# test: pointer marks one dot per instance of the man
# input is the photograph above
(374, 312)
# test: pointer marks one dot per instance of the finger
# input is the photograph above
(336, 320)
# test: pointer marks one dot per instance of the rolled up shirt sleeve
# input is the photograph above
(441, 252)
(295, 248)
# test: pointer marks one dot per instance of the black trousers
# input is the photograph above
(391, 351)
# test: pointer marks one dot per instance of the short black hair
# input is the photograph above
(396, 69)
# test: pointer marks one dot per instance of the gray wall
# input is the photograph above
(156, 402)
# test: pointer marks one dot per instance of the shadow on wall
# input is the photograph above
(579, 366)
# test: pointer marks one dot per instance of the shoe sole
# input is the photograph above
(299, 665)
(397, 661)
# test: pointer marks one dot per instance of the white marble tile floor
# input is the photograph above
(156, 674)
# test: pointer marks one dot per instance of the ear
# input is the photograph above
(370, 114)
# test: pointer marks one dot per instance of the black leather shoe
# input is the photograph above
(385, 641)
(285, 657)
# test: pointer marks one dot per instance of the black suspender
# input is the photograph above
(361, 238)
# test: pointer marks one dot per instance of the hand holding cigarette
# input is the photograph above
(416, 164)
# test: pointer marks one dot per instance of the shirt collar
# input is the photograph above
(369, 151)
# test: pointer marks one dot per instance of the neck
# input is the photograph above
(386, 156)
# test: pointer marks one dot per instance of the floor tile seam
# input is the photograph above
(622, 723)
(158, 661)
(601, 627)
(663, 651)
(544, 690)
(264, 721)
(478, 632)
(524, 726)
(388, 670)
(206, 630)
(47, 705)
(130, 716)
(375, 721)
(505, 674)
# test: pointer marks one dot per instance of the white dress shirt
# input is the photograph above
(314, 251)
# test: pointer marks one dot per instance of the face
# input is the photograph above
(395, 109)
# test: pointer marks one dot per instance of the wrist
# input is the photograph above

## WHAT THE TASK REQUIRES
Write out each record exactly, without addition or omission.

## EXERCISE RESULT
# test: pointer marks one dot per instance of the man
# input is the photograph above
(374, 312)
# test: pointer marks one dot per instance of the finger
# input is the photograph above
(336, 320)
# test: pointer marks one dot per instance of the rolled up shirt sleeve
# input is the photograph above
(441, 252)
(295, 248)
# test: pointer marks one dot per instance of the black trousers
# input is the photograph above
(391, 351)
# test: pointer marks one dot per instance of the short black hair
# input is the photograph above
(396, 69)
# test: pointer marks one dot per instance of the gray wall
# input is the photograph above
(156, 402)
# test: pointer marks one dot per instance of the shadow on wall
# input is the photograph above
(579, 366)
# test: pointer marks one dot per instance of the shoe sole
# input is the photograph above
(299, 665)
(397, 661)
# test: pointer marks one dot per instance of the white marble tile floor
# input is the photograph above
(156, 674)
# test: pointer marks one dot per instance of the ear
# input is the photograph above
(370, 114)
# test: pointer marks one dot per instance of the black leather shoe
# input is the photograph above
(385, 641)
(285, 657)
# test: pointer marks one dot per instance of the black suspender
# input is the photograph above
(361, 238)
# test: pointer marks one dot per instance of the hand holding cigarette
# input is the photograph above
(416, 164)
# test: pointer marks one dot per instance of the shirt collar
# input is the photograph above
(369, 151)
# test: pointer marks one dot per instance of the neck
# input is the photograph above
(386, 156)
# test: pointer marks one dot per instance of the floor tile seam
# input is the photograph above
(622, 723)
(158, 661)
(601, 627)
(663, 651)
(544, 690)
(264, 721)
(478, 632)
(524, 726)
(388, 670)
(206, 630)
(47, 705)
(130, 716)
(375, 721)
(505, 674)
# test: pointer marks one dot per instance of the white dress shirt
# input is the photograph above
(314, 251)
# test: pointer marks one dot per instance of the face
# input is the photograph above
(395, 109)
# test: pointer marks one dot per instance of the wrist
# input is the photograph above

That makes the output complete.